**SELECTED EXTRACT:**
......

The Nottingham Ice Stadium was an ice rink in Nottingham, England from 1939 to 2000. It had a seating capacity of 2800 for Ice hockey games.

The building was first opened in 1939 but it was quickly called upon for other purposes. Throughout World War II, the Ice Stadium acted as a store for guns, bullets and other ammunition produced at the nearby Royal Ordnance Factory, ROF Nottingham.

When the war ended, the building soon returned to being a recreational and ice sports building. A year after the end of the war, the Ice Stadium became the home of the Nottingham Panthers ice hockey team, who would use the facility until it closed, albeit with a twenty-year break.

When the Panthers disbanded in 1960, the Ice Stadium continued to be used for ice skating and some other ice sports. It was to be the rink where ice dancers Torvill and Dean would practise in their early years.

......

**GIVEN INFORMATION:**
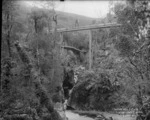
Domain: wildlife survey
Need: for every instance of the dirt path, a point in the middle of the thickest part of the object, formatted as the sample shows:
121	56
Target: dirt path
75	116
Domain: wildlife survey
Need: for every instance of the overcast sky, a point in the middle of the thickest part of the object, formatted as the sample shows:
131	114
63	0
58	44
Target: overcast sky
94	9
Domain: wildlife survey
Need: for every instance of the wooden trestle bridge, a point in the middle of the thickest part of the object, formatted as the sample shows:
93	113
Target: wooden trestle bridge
82	28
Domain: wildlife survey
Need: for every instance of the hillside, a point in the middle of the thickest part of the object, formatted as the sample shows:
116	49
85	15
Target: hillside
64	19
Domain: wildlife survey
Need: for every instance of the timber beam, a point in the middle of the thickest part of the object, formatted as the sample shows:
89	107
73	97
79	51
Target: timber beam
97	26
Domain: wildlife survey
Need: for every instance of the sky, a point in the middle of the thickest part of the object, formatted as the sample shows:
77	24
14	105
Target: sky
93	9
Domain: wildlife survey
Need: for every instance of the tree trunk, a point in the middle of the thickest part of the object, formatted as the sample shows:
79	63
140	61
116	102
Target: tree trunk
40	90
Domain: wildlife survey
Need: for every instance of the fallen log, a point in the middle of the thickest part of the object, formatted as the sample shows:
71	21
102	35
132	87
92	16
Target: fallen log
40	91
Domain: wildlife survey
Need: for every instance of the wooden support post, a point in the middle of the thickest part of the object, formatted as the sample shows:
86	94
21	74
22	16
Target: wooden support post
61	42
90	49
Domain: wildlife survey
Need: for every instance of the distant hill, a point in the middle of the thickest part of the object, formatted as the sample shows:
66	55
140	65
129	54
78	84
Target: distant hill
64	19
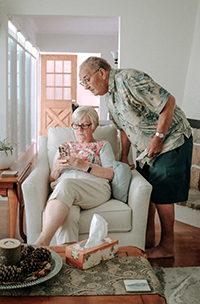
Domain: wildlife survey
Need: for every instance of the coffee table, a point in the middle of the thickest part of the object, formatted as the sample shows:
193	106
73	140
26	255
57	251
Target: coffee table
115	299
10	187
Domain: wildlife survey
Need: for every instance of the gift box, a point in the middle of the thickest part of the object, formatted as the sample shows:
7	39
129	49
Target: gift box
84	258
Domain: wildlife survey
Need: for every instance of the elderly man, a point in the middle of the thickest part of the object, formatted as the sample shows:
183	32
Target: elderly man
149	119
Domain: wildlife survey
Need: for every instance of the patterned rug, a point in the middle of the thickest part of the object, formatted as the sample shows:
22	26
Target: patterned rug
181	285
103	279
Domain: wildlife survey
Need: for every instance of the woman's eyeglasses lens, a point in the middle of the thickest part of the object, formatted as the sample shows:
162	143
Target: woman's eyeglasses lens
82	126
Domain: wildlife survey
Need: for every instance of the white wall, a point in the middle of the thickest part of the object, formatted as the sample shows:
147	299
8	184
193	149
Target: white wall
191	101
155	35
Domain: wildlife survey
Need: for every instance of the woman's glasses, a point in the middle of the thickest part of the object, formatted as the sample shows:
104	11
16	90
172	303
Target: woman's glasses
82	126
86	81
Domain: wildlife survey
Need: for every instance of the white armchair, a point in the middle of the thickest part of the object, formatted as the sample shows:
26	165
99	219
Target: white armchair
126	222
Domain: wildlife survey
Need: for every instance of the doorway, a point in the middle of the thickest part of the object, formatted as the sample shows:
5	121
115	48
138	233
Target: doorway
58	90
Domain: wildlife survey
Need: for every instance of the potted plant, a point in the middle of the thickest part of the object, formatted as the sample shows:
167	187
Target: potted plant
6	154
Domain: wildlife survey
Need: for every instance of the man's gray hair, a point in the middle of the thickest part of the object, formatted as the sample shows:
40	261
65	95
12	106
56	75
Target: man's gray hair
83	111
96	63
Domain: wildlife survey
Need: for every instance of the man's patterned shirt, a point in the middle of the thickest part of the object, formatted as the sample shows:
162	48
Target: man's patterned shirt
134	102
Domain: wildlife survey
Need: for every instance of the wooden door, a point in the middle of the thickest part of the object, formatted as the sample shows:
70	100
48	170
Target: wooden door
58	90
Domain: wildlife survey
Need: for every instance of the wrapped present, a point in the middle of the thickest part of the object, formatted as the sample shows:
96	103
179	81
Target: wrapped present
85	258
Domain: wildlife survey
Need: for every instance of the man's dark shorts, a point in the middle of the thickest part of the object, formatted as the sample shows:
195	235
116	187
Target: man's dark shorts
170	174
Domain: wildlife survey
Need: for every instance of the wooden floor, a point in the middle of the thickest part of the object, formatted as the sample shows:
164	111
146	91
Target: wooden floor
187	246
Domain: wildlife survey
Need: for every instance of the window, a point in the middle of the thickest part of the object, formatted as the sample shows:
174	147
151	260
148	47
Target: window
21	106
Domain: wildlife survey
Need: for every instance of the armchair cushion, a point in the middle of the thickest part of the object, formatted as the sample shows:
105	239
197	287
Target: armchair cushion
121	181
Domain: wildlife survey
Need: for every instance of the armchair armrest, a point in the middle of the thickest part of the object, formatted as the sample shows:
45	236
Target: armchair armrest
35	192
139	198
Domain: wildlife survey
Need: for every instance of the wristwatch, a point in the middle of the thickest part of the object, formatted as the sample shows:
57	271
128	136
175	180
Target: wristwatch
89	168
160	135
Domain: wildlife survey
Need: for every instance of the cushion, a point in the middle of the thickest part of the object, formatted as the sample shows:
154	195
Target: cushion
121	181
59	135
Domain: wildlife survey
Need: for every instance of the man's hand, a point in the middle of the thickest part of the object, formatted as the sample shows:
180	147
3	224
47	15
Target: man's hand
155	146
125	160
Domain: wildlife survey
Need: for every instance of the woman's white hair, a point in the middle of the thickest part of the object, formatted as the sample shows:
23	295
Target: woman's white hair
83	111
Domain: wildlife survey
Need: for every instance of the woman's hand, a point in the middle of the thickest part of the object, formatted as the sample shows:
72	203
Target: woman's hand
60	164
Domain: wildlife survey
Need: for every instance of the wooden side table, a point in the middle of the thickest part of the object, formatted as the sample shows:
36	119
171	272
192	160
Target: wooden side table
10	187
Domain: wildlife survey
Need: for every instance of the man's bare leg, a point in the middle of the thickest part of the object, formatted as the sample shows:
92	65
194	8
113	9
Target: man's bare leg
165	249
150	232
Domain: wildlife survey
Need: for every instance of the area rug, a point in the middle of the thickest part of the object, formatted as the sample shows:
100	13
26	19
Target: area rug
181	285
106	278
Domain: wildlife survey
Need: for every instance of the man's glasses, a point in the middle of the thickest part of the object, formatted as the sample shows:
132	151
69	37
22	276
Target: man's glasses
82	126
86	81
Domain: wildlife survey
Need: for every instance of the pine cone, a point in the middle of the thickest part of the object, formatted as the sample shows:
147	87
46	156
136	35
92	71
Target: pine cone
32	260
27	251
10	274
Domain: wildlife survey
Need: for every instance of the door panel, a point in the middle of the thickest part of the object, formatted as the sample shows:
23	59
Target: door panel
58	90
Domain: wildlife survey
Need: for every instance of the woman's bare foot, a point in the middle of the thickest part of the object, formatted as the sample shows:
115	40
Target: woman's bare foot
159	252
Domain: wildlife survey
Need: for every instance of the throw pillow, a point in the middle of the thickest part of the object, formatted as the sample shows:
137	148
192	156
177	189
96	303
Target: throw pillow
121	181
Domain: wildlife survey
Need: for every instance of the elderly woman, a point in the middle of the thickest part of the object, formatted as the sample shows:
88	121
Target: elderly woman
79	180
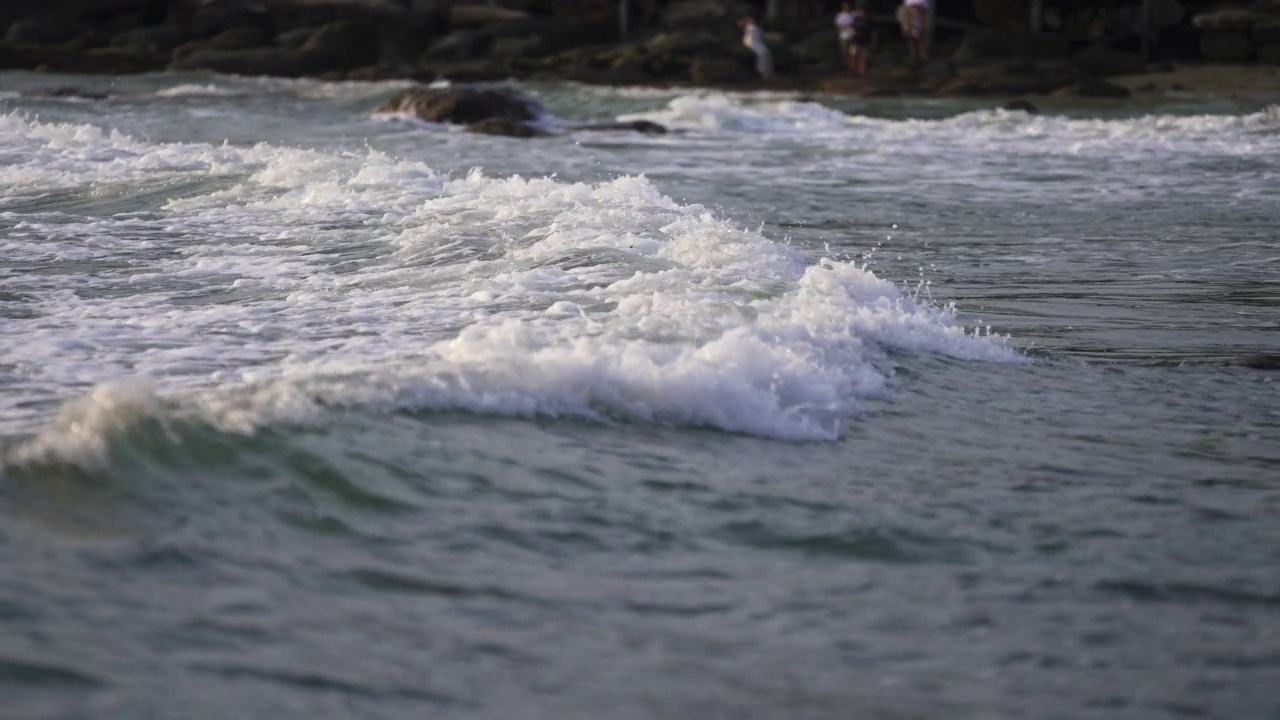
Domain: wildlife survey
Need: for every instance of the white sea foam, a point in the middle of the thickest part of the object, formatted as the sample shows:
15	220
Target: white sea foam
353	278
976	133
739	113
199	90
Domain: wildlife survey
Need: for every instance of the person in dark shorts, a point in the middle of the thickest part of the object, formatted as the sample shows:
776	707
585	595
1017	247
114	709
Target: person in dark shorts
864	36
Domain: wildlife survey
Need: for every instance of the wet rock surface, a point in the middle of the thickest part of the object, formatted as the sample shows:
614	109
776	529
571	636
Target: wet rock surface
991	50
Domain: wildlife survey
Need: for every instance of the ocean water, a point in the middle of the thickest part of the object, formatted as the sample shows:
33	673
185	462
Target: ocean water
814	408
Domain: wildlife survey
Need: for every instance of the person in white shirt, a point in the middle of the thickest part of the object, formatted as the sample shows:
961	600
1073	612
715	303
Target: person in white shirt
912	16
845	30
753	37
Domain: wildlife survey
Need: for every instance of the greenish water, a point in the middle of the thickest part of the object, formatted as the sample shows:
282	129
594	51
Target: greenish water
813	408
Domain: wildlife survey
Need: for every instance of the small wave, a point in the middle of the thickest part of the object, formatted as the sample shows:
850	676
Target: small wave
193	90
355	279
745	114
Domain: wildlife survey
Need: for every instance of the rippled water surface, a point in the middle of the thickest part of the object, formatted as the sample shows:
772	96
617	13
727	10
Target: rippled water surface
812	408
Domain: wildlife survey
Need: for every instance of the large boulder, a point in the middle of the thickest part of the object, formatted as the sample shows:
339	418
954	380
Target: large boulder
1101	60
460	45
502	126
41	31
238	39
480	16
1093	89
1226	46
982	46
65	60
492	112
1005	14
688	13
464	105
721	71
211	17
159	40
251	62
344	44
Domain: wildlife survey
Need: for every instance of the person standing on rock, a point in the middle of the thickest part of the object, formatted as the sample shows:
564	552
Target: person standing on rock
845	31
860	45
912	17
753	37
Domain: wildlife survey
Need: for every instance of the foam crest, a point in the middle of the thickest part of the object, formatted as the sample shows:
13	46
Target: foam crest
81	432
325	279
721	112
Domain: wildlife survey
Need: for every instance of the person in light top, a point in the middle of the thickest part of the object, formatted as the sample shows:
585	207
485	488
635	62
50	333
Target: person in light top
845	30
753	37
912	16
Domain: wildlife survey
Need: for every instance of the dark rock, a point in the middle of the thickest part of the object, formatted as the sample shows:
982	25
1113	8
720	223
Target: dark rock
1258	361
379	72
708	13
68	91
1234	18
645	127
295	39
67	60
464	105
460	45
1093	89
1226	46
1022	104
1016	78
252	62
159	40
480	16
240	39
213	17
1101	60
1266	32
41	31
818	46
983	46
721	71
344	44
526	46
502	126
465	71
556	33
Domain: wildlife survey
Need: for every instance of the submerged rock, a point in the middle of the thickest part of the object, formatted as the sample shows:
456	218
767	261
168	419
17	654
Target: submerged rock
645	127
464	105
510	128
492	112
1022	104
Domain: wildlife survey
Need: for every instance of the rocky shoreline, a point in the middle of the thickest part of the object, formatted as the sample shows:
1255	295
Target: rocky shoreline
689	42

......

**WHAT THE TASK REQUIRES:** Pick up the account of the Nottingham Ice Stadium above and continue it from its last sentence.

**TASK OUTPUT:**
The Panthers were re-established in 1980, and the Ice Stadium became renowned as one of the most intimidating venues for opposition ice hockey teams to visit. It was affectionately known amongst the ice hockey fraternity as 'The Barn'. From 1980 to 1982, the legendary ice hockey player Les Strongman, was the Panthers Head coach.

In 1996, plans were announced to replace the ageing building with a modern arena and a new skating pad. The Nottingham Ice Stadium was closed after 61 years in 2000. The Panthers played their final game at the Ice Stadium against the Newcastle Riverkings, which was lost 2–1 in overtime. The building was demolished soon afterwards to allow for the completion of the National Ice Centre.